[SOURCE]
┄┄┄┄┄┄┄┄┄┄┄┄┄┄┄┄┄┄┄┄
Jim, May 20, 2009

27 Jul

I’m reminded again tonight of my friend, Jim, who killed himself on Wednesday May 20, 2009. I will carry with me for the rest of my life the guilt that I wasn’t there for you when your demons reared their ugly heads and professed their need to take over your life – I was so selfish and hung up on my own domestic issues I could not be the friend you needed. I hope you forgive me and know how much I cared about you. If I could have just seen you one more time…. I know I will not see you again in this lifetime, but I will see you somewhere along the line. I hope you have the answers that you so desperately sought, that I could not give you.

Out of Office Reply, #2

24 Jul

I haven’t been “saying” much lately as there isn’t much I can say. I’m just sticking to the routine and living my life with one goal in mind: to be happy. I see so many people out there right now who are not happy with their lives and it’s difficult for me to be around them. I am not in that place right now and I let myself get too affected by their lives…there I go with my inability to separate sympathy and empathy again. I find that right now I am in need of a detox of drama and negativity. I’m sticking close to the people who bring happiness and positivity in my life because that is what I need. Sometimes you have to protect yourself. I don’t want to write about things, I don’t want to talk about what’s going on in my mind. My own inner dialogue is plenty satisfactory.

Out of Office Reply

5 Jul

A week of ups and downs. Or has it been a month? Today was my mother’s birthday and this day has historically been trying. Today was no exception. She would have been 63. But I digress – perhaps the “blah” of the day was all in my head.

More Untitled Nonsense

8 Jun

Why is it that I feel like I am constantly talking to brick walls in my life? Why is it that when I need someone to listen to me for once, I feel like there is no one there? This perplexes me. I am without my long runs for now, and my long runs always served as a stress relief and a way to release everything that is bothering me. Without those 4-6 miles of solitude and mother nature, I am lost. This injury is having much more of a mental effect on me than physical. Here I am sitting alone on a Tuesday night dealing with utter internal chaos and I must deal with it on my own, as I normally do. Why? Because I’m the trooper. Because I’ve done it before, so I’ll keep doing it over and over again. I battled my demons and won, so naturally I must be completely capable of every other damn battle in my life, right? Naturally. I think I need to do some serious re-arranging in my life.

Test Run #3 – Brooks Cascadia 6

7 Jun

Took the new shoes out for a run at Lake Rogers Park on Sunday morning – this was my first true trail run in awhile…uneven surfaces, little hills, sand, dirt, twigs, wildlife, etc. I wish I had been feeling better that morning & I also wish I would have drank more water the night before. I was able to get two loops in around the lake, around 4.3 miles, but I was completely spent after. I also noticed that the left shoe, due to the fact that my left foot isn’t as big as my right foot and therefore the shoe is looser, is now rubbing against my big toe. Not a huge ordeal, but it was enough for me to notice a couple miles in. The shoes performed really well on the uneven surface – they definitely protected my ankles.
┄┄┄┄┄┄┄┄┄┄┄┄┄┄┄┄┄┄┄┄
[SET TASK 1]
Copy the passage of the blog posts between "A week of ups" and "in my head.", inclusive.
The blog posts and the rows have no connection to each other.

[Object pointing dataset rows]
┄┄┄┄┄┄┄┄┄┄┄┄┄┄┄┄┄┄┄┄
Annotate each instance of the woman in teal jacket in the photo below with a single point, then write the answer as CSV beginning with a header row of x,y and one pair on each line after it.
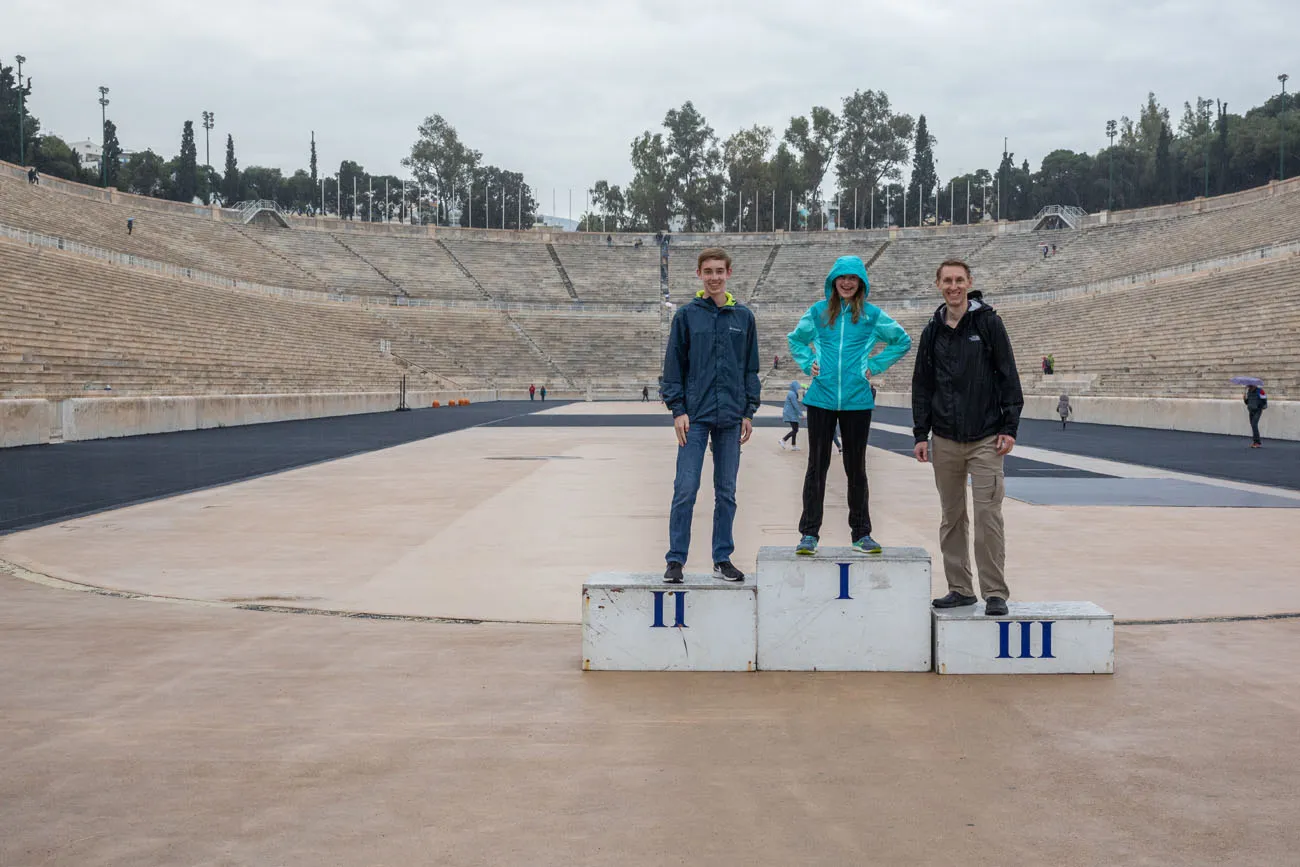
x,y
833,343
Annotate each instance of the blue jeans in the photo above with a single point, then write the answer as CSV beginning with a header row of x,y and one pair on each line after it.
x,y
690,462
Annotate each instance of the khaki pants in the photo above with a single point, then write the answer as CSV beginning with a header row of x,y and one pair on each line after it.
x,y
953,463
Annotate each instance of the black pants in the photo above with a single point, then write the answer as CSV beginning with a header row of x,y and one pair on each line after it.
x,y
856,425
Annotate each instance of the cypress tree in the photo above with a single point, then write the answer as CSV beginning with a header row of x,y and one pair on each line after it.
x,y
187,167
230,182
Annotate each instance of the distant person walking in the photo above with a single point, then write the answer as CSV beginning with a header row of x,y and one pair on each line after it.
x,y
833,342
1064,410
1256,402
966,391
792,414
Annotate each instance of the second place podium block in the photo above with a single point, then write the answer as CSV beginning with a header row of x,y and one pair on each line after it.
x,y
635,621
844,611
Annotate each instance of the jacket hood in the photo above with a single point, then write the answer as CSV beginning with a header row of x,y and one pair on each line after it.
x,y
843,267
976,308
701,295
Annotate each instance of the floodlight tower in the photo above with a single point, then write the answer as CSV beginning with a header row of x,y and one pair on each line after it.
x,y
22,112
1110,185
1282,130
209,120
103,139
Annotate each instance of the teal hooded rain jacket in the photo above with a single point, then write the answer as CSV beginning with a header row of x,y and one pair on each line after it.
x,y
843,351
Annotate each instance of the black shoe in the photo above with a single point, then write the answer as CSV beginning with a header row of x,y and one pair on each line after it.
x,y
995,606
954,601
727,572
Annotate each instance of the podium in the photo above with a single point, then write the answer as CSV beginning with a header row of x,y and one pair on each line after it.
x,y
635,621
836,611
1031,638
841,610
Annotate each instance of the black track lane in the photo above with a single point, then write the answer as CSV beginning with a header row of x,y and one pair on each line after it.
x,y
44,484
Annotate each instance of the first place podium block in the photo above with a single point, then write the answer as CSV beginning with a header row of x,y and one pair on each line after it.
x,y
635,621
843,610
1031,638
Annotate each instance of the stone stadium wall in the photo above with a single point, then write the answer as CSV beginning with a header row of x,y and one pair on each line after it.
x,y
34,421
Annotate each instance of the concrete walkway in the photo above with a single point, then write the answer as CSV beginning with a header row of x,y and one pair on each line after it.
x,y
178,728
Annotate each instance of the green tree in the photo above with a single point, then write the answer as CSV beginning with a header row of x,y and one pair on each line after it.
x,y
185,182
872,144
495,196
261,182
694,168
352,177
748,170
1066,178
299,193
230,180
813,141
112,154
13,95
650,198
438,159
144,174
609,208
56,159
921,187
1162,186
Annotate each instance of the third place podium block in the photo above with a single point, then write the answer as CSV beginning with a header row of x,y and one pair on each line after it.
x,y
635,621
844,611
1031,638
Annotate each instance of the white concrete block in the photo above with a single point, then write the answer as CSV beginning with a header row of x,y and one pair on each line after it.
x,y
635,621
1032,638
843,610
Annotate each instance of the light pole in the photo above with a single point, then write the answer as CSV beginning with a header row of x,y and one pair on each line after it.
x,y
208,122
1110,185
1282,130
22,112
103,142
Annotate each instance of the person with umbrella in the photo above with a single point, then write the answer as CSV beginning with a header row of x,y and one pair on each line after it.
x,y
1256,402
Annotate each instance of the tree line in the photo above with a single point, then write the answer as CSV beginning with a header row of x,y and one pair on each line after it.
x,y
684,176
861,164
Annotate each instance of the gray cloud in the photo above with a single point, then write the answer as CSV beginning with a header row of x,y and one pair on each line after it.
x,y
558,90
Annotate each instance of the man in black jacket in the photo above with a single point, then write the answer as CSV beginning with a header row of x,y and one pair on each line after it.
x,y
966,391
710,382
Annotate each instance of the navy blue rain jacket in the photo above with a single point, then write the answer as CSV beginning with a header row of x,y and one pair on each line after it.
x,y
710,368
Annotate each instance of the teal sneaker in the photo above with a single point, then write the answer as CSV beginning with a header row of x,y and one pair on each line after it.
x,y
867,545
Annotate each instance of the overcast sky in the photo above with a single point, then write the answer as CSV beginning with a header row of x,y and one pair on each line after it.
x,y
558,89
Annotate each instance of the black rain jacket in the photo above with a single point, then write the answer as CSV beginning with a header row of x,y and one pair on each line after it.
x,y
965,385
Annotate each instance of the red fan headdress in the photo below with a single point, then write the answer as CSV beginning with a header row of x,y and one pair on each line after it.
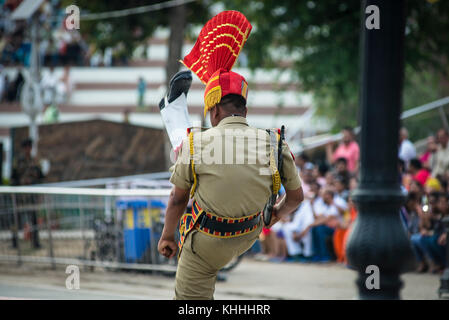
x,y
214,54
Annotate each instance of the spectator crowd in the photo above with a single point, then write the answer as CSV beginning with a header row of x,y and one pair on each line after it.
x,y
319,229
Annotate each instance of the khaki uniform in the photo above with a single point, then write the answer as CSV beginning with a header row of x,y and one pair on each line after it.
x,y
232,184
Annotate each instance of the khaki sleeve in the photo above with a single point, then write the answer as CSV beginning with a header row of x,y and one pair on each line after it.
┄┄┄┄┄┄┄┄┄┄┄┄┄┄┄┄┄┄┄┄
[SET TASK 2]
Render the rows between the line holding "Annotate each instance of the red" and the last line of the rows, inclusive, as a numbered list, leaving out blank lines. Exclude the pictures.

[OUTPUT 1]
A week of ups and downs. Or has it been a month? Today was my mother’s birthday and this day has historically been trying. Today was no exception. She would have been 63. But I digress – perhaps the “blah” of the day was all in my head.

[OUTPUT 2]
1. Annotate each instance of the red fan headdress in the photo below with a single point, then write the answer as CSV beginning with a header row of x,y and one pair on each line after it.
2. x,y
3. 214,54
4. Annotate each instance of the spectator crowd in the photo above with a single point, then write the answer as CSV beginning with a header row of x,y and one pair on each line after it.
5. x,y
6. 319,229
7. Annotate each instance of the khaki uniform in the photo above with a single point, then write the answer as CSV beginning with a header row of x,y and one pair on each line after it.
8. x,y
9. 232,184
10. Annotate each instance of the khaki sleeve in the photo above with a single point, then write the answer as CSV beginning with a header row of x,y and one pair on each line after it.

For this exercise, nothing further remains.